WHAT IS REQUIRED
Locate every line in the records below that contains the word "glove", and copy each of those lines.

DATA SHOWN
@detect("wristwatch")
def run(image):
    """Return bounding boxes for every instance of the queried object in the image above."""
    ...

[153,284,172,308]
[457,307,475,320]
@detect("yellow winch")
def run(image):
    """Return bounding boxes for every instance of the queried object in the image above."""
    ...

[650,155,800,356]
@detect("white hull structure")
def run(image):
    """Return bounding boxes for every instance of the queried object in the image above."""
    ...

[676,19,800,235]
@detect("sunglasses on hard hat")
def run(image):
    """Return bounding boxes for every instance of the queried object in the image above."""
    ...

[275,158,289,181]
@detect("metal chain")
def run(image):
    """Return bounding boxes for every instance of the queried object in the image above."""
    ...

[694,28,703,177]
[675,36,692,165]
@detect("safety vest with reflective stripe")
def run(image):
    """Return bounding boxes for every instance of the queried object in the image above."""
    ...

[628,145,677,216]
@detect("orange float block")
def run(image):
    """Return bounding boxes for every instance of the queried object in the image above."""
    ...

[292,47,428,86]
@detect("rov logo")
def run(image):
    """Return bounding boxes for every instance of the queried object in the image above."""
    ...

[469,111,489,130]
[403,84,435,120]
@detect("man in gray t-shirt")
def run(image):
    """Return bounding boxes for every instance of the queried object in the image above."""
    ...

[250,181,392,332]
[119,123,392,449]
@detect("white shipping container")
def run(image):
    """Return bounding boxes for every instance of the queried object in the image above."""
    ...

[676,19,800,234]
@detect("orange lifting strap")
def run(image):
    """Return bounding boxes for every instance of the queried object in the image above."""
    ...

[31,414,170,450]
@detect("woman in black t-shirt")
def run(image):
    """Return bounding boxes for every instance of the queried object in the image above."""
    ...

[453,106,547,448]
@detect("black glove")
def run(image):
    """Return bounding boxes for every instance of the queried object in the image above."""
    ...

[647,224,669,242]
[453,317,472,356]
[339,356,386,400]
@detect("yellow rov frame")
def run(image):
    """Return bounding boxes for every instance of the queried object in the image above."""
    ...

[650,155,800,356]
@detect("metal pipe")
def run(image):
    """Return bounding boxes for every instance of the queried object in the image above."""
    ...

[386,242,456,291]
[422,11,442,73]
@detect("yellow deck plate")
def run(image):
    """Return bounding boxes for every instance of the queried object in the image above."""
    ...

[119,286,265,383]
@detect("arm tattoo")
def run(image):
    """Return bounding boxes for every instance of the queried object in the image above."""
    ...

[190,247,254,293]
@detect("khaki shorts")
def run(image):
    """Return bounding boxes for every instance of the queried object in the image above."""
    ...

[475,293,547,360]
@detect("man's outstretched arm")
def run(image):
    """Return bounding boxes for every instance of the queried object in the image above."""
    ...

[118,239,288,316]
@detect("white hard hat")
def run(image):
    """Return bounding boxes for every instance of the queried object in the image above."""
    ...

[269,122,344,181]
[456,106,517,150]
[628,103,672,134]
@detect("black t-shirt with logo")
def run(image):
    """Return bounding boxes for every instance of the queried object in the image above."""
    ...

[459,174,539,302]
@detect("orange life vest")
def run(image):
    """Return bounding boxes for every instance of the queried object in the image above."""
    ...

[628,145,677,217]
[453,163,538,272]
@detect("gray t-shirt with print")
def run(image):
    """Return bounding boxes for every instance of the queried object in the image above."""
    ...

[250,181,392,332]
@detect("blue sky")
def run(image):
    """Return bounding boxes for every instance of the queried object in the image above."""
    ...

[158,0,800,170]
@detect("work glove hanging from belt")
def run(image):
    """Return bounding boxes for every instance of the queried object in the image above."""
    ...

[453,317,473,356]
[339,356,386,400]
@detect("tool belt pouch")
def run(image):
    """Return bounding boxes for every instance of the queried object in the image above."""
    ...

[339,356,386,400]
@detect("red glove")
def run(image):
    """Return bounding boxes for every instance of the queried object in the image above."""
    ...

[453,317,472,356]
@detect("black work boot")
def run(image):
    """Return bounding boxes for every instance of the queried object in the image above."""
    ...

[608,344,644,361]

EXERCISE SOLUTION
@detect("black glove")
@detect("work glove hanging from belt")
@detect("red glove")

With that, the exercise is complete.